Few things of note here. If you are going to host both VDI and applications you should create a separate host pool for VDI and another for applications. As of now you cannot have a user in an Application Group for VDI and in an Application Group for a hosted application within the same pool. Which means, if you want Jane User to be able to access a Windows 10 VDI instance and a published LoB application at the same time then the app has to be in a different pool than the VDI hosts. If you have no need for users to have access to both then feel free to create just one Hostpool.

In addition this is the step where you determine what type of Hostpool this will be. The options are ‘pooled’ or ‘personal.’ A personal pool is a dedicated, non-persistent VDI environment with a one-to-one mapping between user and VDI instance. The system will automatically assign the user to an instance when signing in. However, if you create a personal hostpool with only one VDI instance in it, and assign two users to it. Only the user that signs into the pool first will be able to get a VM. The second user will receive a no resources error, even if the first user is not signed into the VM at the time.
##############################
**WHAT YOU SHOULD DO**. Can you copy the host pool text word for word, between "In addition this" and "at the time.", inclusive?

Point placement records:
##############################
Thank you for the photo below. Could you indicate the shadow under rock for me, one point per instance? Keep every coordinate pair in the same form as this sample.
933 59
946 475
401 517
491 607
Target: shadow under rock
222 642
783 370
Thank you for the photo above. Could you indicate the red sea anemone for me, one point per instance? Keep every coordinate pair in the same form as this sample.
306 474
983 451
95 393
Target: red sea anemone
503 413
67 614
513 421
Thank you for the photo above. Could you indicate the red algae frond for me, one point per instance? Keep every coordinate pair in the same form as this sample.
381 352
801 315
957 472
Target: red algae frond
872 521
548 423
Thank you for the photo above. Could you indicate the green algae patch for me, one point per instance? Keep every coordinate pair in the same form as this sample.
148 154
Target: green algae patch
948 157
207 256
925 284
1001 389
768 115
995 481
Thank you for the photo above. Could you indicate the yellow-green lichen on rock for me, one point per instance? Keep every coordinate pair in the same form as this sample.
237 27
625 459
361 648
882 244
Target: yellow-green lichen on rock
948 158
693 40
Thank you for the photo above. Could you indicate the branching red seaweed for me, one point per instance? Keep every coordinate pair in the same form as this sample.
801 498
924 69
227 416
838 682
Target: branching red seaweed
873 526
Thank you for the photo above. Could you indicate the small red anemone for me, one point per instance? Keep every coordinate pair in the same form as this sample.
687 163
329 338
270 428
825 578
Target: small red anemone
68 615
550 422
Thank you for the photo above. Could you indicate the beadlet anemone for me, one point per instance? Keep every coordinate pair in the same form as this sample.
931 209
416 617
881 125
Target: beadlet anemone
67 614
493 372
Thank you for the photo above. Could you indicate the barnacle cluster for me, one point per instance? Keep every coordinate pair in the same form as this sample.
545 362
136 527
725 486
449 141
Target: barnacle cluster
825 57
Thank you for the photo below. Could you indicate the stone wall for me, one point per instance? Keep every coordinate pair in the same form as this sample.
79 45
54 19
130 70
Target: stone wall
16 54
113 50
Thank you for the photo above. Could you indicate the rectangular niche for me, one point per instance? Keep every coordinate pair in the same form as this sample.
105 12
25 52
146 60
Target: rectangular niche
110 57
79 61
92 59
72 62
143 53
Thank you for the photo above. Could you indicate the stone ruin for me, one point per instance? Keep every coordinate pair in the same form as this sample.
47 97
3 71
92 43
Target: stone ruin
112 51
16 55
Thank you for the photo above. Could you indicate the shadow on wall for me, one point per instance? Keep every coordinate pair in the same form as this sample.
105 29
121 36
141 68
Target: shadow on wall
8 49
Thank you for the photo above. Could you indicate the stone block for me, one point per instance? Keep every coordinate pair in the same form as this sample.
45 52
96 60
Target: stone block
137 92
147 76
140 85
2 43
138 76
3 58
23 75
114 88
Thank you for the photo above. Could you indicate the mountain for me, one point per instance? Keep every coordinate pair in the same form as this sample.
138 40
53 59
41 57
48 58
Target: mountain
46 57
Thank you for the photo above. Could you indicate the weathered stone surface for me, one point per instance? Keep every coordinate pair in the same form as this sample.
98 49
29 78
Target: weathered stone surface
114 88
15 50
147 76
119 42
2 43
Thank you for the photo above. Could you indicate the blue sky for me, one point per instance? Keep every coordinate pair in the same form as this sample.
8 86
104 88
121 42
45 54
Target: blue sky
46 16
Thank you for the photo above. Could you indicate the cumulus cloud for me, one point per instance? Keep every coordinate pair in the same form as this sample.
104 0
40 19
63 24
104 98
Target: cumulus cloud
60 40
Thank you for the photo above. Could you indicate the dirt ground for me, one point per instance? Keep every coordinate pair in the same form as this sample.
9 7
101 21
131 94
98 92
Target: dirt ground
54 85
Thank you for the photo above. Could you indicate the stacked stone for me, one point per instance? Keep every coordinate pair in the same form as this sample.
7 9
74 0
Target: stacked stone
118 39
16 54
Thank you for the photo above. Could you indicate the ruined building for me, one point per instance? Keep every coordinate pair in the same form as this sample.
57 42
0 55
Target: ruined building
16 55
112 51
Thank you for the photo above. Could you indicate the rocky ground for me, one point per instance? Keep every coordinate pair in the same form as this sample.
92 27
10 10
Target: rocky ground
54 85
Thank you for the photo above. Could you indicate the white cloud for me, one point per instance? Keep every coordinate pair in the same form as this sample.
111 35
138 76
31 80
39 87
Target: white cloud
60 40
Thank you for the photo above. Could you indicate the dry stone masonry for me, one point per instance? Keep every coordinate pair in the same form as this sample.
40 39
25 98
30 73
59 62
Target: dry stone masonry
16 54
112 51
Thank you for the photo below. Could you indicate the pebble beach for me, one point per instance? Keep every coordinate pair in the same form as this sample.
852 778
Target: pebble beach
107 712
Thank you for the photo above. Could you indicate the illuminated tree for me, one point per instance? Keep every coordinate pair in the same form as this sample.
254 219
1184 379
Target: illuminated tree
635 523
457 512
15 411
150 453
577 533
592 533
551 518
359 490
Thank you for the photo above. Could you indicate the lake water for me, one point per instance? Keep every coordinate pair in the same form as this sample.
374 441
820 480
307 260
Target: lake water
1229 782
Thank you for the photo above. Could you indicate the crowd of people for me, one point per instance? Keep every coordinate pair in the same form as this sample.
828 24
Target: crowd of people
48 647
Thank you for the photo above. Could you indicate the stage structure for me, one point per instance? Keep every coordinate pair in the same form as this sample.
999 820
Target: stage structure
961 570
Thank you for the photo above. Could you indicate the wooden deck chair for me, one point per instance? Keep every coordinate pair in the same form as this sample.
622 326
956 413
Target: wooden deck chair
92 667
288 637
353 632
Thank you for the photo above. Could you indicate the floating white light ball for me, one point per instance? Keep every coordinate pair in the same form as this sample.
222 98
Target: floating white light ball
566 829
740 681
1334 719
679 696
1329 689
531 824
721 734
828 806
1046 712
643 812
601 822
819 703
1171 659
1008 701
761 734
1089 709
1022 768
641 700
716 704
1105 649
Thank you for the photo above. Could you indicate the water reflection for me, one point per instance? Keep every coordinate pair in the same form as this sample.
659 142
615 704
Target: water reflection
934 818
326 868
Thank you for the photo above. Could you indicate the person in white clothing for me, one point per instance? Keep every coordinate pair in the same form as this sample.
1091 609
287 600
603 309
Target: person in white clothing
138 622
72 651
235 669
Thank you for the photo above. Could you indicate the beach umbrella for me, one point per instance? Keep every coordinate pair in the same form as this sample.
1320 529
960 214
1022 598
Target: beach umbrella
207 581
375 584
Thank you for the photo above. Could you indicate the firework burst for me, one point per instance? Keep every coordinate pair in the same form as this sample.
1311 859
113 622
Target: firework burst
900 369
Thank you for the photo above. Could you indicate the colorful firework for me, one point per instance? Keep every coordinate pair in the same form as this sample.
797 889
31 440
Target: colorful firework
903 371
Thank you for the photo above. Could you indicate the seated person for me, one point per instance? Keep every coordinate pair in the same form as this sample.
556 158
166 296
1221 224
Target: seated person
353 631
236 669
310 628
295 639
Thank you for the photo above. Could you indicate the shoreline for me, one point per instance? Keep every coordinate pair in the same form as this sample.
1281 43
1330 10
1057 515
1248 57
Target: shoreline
##############################
**WRITTEN REPLY**.
In addition this is the step where you determine what type of Hostpool this will be. The options are ‘pooled’ or ‘personal.’ A personal pool is a dedicated, non-persistent VDI environment with a one-to-one mapping between user and VDI instance. The system will automatically assign the user to an instance when signing in. However, if you create a personal hostpool with only one VDI instance in it, and assign two users to it. Only the user that signs into the pool first will be able to get a VM. The second user will receive a no resources error, even if the first user is not signed into the VM at the time.